Republican politicians routinely claim that cities run by Democrats have been experiencing crime waves caused by failed governance, but a new study shows murder rates are actually higher in states and cities controlled by Republicans.
“We’re seeing murders in our cities, all Democrat-run,” former President Donald Trump asserted at a March 26 rally in Georgia. “People are afraid to go out.”
In February, Sen. Tom Cotton, R-Ark., blamed Democrats for a 2018 law that reduced some federal prison sentences — even though it was signed by Trump after passing a GOP-controlled Congress. “It’s your party who voted in lockstep for the First Step Act that let thousands of violent felons on the street who have now committed innumerable violent crimes,” Cotton said during a speech in the Senate.
Last December, Rep. Dan Crenshaw, R-Texas, told Fox News viewers, “America’s most beautiful cities are indeed being ruined by liberal policies: There’s a direct line between death and decay and liberal policies.”
But a comparison of violent crime rates in jurisdictions controlled by Democrats and Republicans tells a very different story. In fact, a new study from the center-left think tank Third Way shows that states won by Trump in the 2020 election have higher murder rates than those carried by Joe Biden. The highest murder rates, the study found, are often in conservative, rural states.
The study found that murder rates in the 25 states Trump carried in 2020 are 40% higher overall than in the states Biden won. (The report used 2020 data because 2021 data is not yet fully available.) The five states with the highest per capita murder rate — Mississippi, Louisiana, Kentucky, Alabama and Missouri — all lean Republican and voted for Trump.
There are some examples of states Biden won in 2020 that also have high per capita murder rates, including New Mexico and Georgia, which have the seventh- and eighth-highest murder rates, respectively. And there are Trump-supporting states with low murder rates, such as Idaho and Utah. Broadly speaking, the South, and to a lesser extent the Midwest, has more murders per capita than the Northeast, interior West and West Coast, the study found.
Those findings are consistent with a pattern that has existed for decades, in which the South has had higher rates of violent crime than the nation as a whole.
“We as criminologists have known this for quite some time,” Jennifer Ortiz, a professor of criminology at Indiana University Southeast, told Yahoo News. “States like Mississippi, Louisiana and Alabama have historically had high crime rates.”
Criminologists say research shows higher rates of violent crime are found in areas that have low average education levels, high rates of poverty and relatively modest access to government assistance. Those conditions characterize some portions of the American South.
“They are among the poorest states in our union,” Ortiz said of the Deep South. “They have among the highest rates of child poverty. They are among the least-educated states. They are among the states with the highest levels of substance abuse. All of those factors contribute to people engaging in criminal behavior.”
“I thought that was a very good study,” Richard Rosenfeld, a professor of criminology at the University of Missouri-St. Louis and former president of the American Society of Criminology, told Yahoo News about the Third Way report. “In Republican states, states with Republican governors, crime rates tend to be higher. I’m not certain that’s related to the fact that the governor is a Republican, but it’s a fact nonetheless.”
(While the Third Way study divided states by presidential vote in 2020, using gubernatorial party affiliation leads to similar results because most states have recently chosen the same party for governor and for president. Based on presidential vote, eight of the 10 states with the highest murder rates lean Republican, versus seven of the top 10 if one uses the governor’s party.)

__WORK REQUIRED__:
Extend the article on murder rates in Republican- and Democratic-controlled states past its final paragraph.

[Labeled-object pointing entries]

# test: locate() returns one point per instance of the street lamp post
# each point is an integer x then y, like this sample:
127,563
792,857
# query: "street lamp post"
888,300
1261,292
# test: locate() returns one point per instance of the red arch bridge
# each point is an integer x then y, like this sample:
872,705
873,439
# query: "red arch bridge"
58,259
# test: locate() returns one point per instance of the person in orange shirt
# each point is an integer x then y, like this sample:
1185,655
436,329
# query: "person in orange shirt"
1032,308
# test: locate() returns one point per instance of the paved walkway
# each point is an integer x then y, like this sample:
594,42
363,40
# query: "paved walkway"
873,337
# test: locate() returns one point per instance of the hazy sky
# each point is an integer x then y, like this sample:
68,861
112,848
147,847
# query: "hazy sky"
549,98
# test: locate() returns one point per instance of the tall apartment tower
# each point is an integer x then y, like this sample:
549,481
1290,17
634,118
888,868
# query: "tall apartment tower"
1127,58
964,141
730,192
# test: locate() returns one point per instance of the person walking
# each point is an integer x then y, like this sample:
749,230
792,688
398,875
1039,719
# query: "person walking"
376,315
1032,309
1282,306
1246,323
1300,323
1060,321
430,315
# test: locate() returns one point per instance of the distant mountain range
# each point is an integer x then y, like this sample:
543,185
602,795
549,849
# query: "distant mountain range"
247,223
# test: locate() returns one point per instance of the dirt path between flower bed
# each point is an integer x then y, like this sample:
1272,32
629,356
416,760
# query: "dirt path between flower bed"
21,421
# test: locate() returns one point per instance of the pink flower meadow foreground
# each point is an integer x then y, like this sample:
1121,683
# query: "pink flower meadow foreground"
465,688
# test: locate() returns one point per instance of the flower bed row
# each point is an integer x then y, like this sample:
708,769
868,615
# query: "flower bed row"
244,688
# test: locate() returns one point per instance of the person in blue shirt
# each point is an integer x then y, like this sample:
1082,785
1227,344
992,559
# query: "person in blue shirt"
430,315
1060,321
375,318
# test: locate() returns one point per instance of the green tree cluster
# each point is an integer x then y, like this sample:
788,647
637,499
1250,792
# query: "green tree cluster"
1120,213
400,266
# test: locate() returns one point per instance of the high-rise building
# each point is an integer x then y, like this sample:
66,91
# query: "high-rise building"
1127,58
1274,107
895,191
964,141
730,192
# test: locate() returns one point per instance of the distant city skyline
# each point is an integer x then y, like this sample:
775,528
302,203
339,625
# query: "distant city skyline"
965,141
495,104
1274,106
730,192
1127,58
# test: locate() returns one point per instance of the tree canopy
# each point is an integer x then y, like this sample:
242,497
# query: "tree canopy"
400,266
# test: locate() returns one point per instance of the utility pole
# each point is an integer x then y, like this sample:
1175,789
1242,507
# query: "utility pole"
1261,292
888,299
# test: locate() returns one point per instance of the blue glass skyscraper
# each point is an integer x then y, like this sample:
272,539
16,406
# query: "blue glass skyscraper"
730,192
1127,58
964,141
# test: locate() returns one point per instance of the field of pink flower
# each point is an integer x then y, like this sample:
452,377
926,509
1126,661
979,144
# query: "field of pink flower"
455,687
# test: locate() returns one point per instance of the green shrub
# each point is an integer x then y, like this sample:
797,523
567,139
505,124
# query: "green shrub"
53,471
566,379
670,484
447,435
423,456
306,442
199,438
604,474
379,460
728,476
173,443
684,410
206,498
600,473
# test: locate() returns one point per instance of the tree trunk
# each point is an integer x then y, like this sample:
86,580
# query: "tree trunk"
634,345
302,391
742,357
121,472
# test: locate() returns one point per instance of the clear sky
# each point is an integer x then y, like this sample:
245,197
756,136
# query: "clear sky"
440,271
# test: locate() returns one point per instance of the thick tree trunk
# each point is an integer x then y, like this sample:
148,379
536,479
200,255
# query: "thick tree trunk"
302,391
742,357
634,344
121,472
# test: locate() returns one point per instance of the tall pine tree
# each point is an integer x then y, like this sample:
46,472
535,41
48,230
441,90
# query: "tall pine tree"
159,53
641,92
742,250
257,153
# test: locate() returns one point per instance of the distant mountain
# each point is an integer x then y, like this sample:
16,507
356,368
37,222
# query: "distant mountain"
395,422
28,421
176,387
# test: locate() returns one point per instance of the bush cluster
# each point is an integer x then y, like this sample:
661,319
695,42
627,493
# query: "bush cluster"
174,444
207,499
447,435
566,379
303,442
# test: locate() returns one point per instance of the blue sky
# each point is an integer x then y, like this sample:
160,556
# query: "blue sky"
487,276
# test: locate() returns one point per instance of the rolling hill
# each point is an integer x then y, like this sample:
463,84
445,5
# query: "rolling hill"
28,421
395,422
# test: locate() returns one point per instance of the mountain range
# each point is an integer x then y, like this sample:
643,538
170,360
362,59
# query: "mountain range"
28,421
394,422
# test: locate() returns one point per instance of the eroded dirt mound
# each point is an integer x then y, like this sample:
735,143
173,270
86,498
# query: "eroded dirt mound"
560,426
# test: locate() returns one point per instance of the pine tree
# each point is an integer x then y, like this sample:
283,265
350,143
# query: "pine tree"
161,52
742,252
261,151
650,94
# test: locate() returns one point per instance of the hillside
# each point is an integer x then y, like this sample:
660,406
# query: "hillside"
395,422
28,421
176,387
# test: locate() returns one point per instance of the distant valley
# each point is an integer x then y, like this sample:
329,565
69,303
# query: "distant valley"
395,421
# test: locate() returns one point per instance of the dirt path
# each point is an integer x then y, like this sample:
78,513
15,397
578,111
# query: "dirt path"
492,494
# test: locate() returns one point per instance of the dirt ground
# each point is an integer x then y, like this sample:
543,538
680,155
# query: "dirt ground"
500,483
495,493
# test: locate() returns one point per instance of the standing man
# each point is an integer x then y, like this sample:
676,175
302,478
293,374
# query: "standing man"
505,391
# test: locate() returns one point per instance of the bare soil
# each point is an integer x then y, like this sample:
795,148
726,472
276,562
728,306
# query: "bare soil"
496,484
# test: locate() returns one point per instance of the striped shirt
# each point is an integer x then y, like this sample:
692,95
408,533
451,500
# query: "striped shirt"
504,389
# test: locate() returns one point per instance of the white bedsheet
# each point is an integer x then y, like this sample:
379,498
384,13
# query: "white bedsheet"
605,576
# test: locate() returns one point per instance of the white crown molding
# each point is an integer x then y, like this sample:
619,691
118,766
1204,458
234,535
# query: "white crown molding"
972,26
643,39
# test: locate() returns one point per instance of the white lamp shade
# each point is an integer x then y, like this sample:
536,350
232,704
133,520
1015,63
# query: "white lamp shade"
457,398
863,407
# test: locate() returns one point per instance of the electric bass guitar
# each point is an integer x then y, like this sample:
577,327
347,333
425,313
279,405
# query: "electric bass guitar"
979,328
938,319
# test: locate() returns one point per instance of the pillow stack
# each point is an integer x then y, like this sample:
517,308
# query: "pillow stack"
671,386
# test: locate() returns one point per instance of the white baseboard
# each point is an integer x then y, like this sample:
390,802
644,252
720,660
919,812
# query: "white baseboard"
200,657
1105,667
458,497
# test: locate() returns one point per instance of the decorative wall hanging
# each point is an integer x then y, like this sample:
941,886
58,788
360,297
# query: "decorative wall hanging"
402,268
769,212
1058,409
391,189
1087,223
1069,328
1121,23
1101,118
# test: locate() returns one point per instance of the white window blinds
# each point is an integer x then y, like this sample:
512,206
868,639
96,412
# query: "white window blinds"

__ANSWER TO THIS PROBLEM__:
Although murder rates tend to be highest in the South, the biggest increases in 2020 were found in the Great Plains and Midwest, according to Third Way. The largest jumps were in Wyoming (91.7% higher than in 2019), South Dakota (69%), Wisconsin (63.2%), Nebraska (59.1%) and Minnesota (58.1%). Wyoming, South Dakota and Nebraska all voted for Trump and have Republican governors. Wisconsin and Minnesota voted for Biden and are led by Democrats.
Few large cities are governed by Republicans — only 26 of the 100 largest U.S. cities have Republican mayors — making apples-to-apples comparisons difficult. But cities that do have Republican mayors do not have lower murder rates than similarly sized Democratic-led cities, the study found.
Some experts warn against the impulse to use crime data to score quick political points.
“Being a Republican or Democratic state or city is correlated with many other issues,” David Weisburd, a professor of criminology and executive director of the Center for Evidence-Based Crime Policy at George Mason University, wrote in an email to Yahoo News. “That means that the murder rate may be due to the state being Republican, or it may be due to the fact that Republican states have many other risk factors related to crime or murder rates. Even with a very comprehensive modeling of all of these factors, it is very difficult to get a valid causal result for explaining crime rates.”
That argument cuts both ways, however. Weisburd also thinks the claims of Trump and other Republicans who say Democrats have caused a crime wave in the cities and states they govern are unfounded. “I don't think this argument can be supported no matter which way you go,” Weisburd said.
Murder rates in the U.S. rose dramatically in 2020 from record lows, and the increases are similar across states — regardless of partisan preference. For homicides in 2020, Third Way found a 32.2% uptick in Trump-backing states versus a 30.8% rise in those that voted for Biden. Some states with large cities, such as New York and Pennsylvania, saw larger-than-average increases: New York went up 47% and Pennsylvania is up 39%. But the largest increases were in rural, Republican-led states, including Montana (+84%) and South Dakota (+81%).
The higher national murder rate is naturally causing public concern, although violent crime does remain far below its early 1990s high point. “Using the FBI data, the violent crime rate fell 49% between 1993 and 2019,” from 757 incidents per 100,000 people to 379 per 100,000, the Pew Research Center noted last November. Between 2019 and 2020, the murder rate jumped from 6 homicides per 100,000 people to 7.8 homicides per 100,000, but that was still 22% below the rate in 1991 of 10 homicides per 100,000.